▸ Provided records
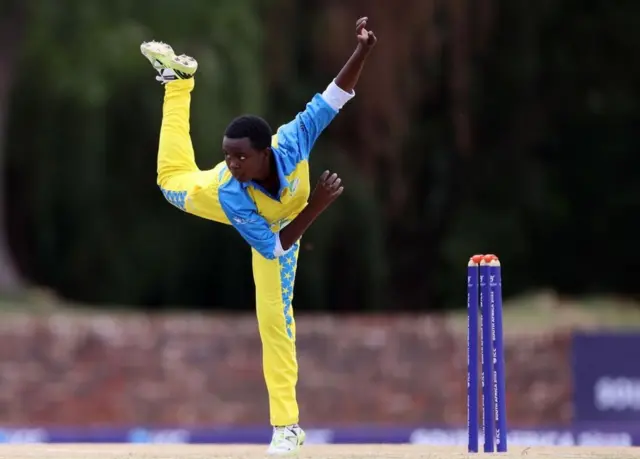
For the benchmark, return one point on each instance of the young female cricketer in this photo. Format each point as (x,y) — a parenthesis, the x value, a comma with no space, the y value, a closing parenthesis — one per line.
(262,189)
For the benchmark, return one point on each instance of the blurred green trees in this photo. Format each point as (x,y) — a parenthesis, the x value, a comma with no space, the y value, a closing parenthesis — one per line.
(496,126)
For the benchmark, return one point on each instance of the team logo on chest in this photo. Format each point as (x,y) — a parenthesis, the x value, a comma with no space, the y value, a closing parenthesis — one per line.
(294,186)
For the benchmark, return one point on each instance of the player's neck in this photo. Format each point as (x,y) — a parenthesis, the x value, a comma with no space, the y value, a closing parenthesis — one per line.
(270,180)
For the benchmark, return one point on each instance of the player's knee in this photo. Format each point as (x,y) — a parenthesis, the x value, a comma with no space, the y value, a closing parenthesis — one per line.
(175,198)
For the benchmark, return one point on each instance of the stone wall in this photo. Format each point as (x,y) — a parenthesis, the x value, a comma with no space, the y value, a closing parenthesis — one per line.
(133,369)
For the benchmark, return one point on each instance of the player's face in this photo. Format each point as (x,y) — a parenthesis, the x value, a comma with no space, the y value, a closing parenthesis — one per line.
(244,162)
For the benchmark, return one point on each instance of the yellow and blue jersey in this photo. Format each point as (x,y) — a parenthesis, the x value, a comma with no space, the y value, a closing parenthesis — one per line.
(216,195)
(252,211)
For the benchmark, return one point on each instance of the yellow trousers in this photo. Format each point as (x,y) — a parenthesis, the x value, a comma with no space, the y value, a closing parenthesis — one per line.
(196,192)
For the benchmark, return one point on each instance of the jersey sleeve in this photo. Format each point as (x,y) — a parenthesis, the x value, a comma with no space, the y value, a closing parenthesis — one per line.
(298,136)
(244,217)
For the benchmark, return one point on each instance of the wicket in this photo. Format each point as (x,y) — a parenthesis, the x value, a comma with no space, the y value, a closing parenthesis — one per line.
(484,295)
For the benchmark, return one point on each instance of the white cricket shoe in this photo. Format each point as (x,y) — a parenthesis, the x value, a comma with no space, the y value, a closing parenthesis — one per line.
(169,66)
(286,441)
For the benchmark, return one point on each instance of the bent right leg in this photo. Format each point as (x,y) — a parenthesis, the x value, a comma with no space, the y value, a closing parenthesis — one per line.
(178,176)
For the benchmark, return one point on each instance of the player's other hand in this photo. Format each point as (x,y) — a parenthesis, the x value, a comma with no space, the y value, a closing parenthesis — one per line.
(366,38)
(327,190)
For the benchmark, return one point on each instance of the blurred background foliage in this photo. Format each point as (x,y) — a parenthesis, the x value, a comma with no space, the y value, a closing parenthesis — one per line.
(499,126)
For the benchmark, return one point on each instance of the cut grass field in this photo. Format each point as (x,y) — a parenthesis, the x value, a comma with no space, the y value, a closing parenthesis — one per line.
(125,451)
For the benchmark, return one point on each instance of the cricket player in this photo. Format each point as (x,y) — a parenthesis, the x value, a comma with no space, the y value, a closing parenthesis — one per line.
(262,190)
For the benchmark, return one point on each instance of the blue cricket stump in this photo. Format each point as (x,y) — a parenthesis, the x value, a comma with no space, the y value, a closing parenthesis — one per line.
(472,355)
(484,294)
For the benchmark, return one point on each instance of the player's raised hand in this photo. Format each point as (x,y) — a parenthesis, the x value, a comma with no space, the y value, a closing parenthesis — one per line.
(366,38)
(327,190)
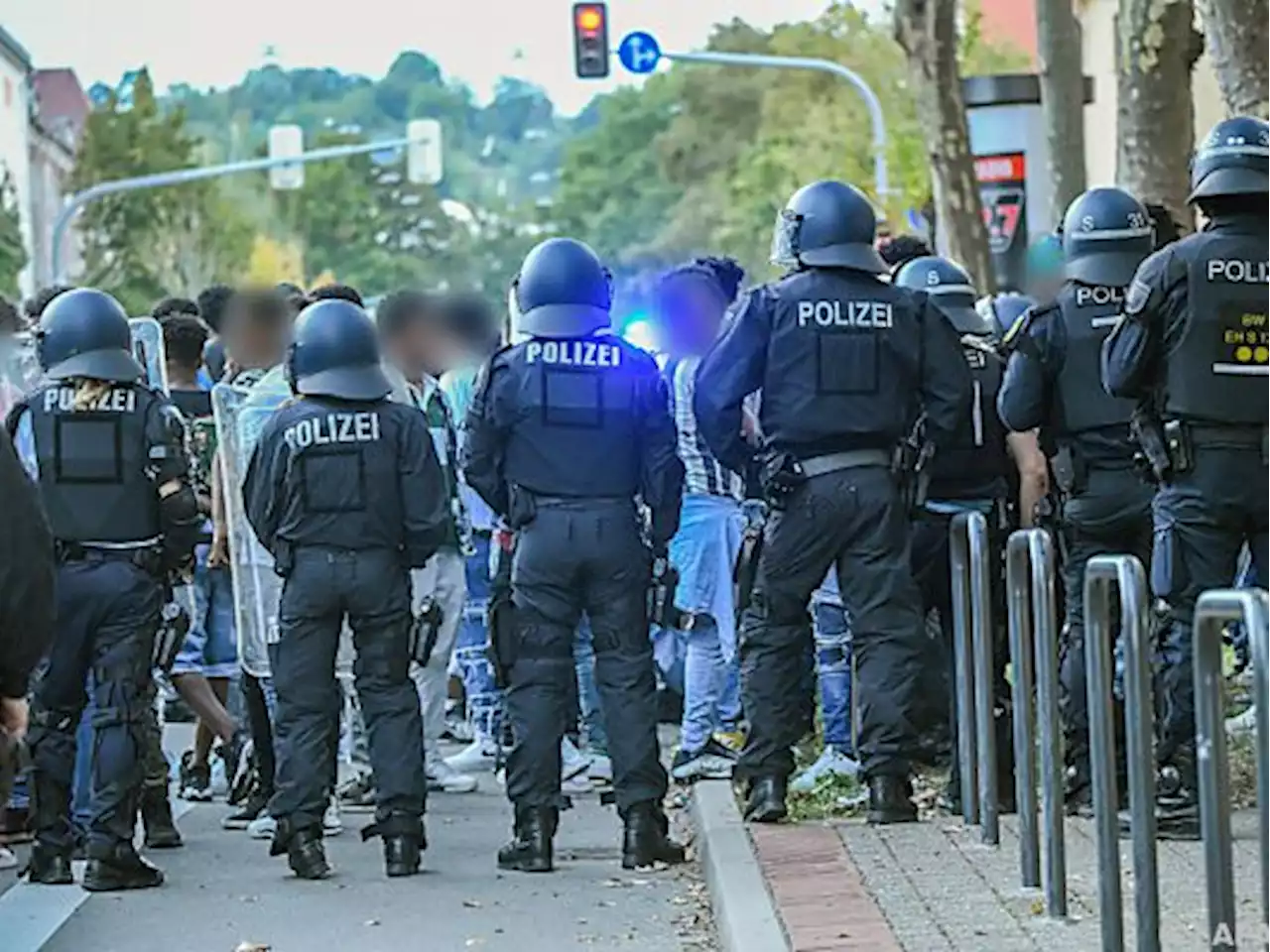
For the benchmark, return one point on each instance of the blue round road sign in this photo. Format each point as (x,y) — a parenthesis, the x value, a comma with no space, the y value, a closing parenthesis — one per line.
(639,53)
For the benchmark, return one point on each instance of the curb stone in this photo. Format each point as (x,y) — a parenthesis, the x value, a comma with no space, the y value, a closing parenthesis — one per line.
(743,906)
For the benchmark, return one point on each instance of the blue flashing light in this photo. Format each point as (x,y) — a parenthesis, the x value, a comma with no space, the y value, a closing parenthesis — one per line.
(639,331)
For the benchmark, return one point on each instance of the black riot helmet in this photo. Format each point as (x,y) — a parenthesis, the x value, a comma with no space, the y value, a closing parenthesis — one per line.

▸ Written request
Each record must be quoted in full and exactly. Do not include the pictures.

▸ Answer
For the benchmark, return one point on each instance of the young female cricketer in this photo. Format each point as (x,y) — a parenthesis, the x value, a comma with no space, the y value, a closing parenthesis — one per line.
(262,189)
For the benchmark, return one point on each instance of the blurred green trees in this photo. Format each point as (x,y) — a parenthesis, the x value, a comma with no space, the y value, a closing parenthesis — one per line.
(496,126)
For the benchmark, return one point on each instance of the team logo on chest in this photo. Format each point as (x,y) — a parenthesis, the x value, a comma with no space, the y value, a closing parenthesis — one per line.
(294,186)
For the benchmark, return one point on each instance of the player's neck in this photo. Format each point as (x,y) — a parenthesis, the x value, a comma with no space, the y value, a closing parenthesis — one per line.
(270,180)
For the benchmark, return one point on each instance of the player's knee in this photo. Format each point as (x,y) — a parenthesis, the x value, a comma with no space, the y value, a closing parenthesis — one per line.
(175,198)
For the benchmark, return one point on each instance of the stone wall in this photo. Format each point as (x,y) — a parenthesis, the x value, a comma with no space, the y value, a closing parenthesis — one per line.
(133,369)
For the benchmark, return one point on each instance of the player's face in this photo. Format each point as (x,y) — a parenthesis, the x value, a comma with no space, the y value, a closing parenthesis — one per line.
(244,162)
For the benchmark, return one point on each instance of the yellow and blue jersey in this photo. Format each point as (x,y) — a parenthesis, the x value, a comma with no space, the y value, a closing parenthesis — one per line.
(216,195)
(252,211)
For the benchmark, return one point on each instance of the yellow trousers in this photo. Format each point as (x,y) — a parenthesis, the x value, a comma with no space, the y value, a closing parenthesis — one per line.
(196,192)
For the benchmark, return one point on each instance of the jersey sleeve in this photo. Format each point as (x,y) — a parenthesis, the x value, a comma with no space, the y value, a closing parenthesis — one per line.
(298,136)
(244,217)
For the benchmark, return one point on each instance of the wicket in this photo. Format each point as (x,y) — a parenthesis, the x value, a comma with no space, the y value, a closing parenthesis — one per line.
(484,295)
For the benchmark, return one point on each instance of the white cricket shoe in this photo. Format each point as (x,y) — a parenthesis, the x value, a comma with no space, the y value, a closing parenthesis — one per line.
(169,66)
(286,441)
For the benchmark, return one point on each instance of the bent right leg in this photo. Format each point as (x,y) — a parenthesis, the x value, a comma with no space, the y value, a closing parenthesis — one per line.
(178,176)
For the benchmark, return one point on each instance of the player's other hand in this photo. Format each point as (x,y) — a parenthesis, the x value, a comma with no space, the y value, a closing parenthesis — one per line.
(366,38)
(327,190)
For the benchmark, return one point on each instance of the blurred background foliage in this photo. Format each point as (x,y) — a parenthesis, the x value, a comma with no space, the y value, a closing parenthesis — one per line.
(499,126)
For the benchmark, return one point on each instance of the cut grass field in this photo. Format each point as (x,y) — a parenthesis, the x value, a comma with no space, the y value, a closing parenthesis — one per line.
(125,451)
For the benchmark, return one point on each instance of the cricket player in this photo. Format each point as (x,y) — a parenthesis, the x value, a comma with no space, the y value, a closing parenthesis — one per line.
(262,190)
For the benchmark, return one point on each instance of the blue cricket stump in this photo. Format each point as (x,y) — a parenthesis, the x value, a comma with no space, the y value, a closing parenthesis — one per line.
(472,355)
(484,294)
For the benchmark, return one point on each instance of the player's raised hand in this photo. Format each point as (x,y) — a parenthesis, the x value, a comma with no space, the y value, a closing parenthesis — one per line.
(366,38)
(327,190)
For the benchmark, return one point on each instance of the blue round road sign in this photo. Format each point as (x,y) — a parenthesis, the x value, a comma with no space, the y value, a closing parenthesis — one per line.
(639,53)
For the benchmark, return one point on each instance of the curb stone in this photo. Format each point as (x,y) — a parenthesis, the x value, a comma with no space, the y value, a closing parenthesis — one per line.
(743,906)
For the benchmark, return one point on each instance of the blue flashing light in this photo. Format each point as (x,y) — a parenthesis, the x value, a comma with no space, the y value, a closing parenthesis — one per line.
(639,331)
For the benchmark, return one point on each instance of the black riot helmet in this photo. Format each point as (x,y) — a parenthesis, the x value, a comma with no space, the y value, a closing parenthesis — one per line.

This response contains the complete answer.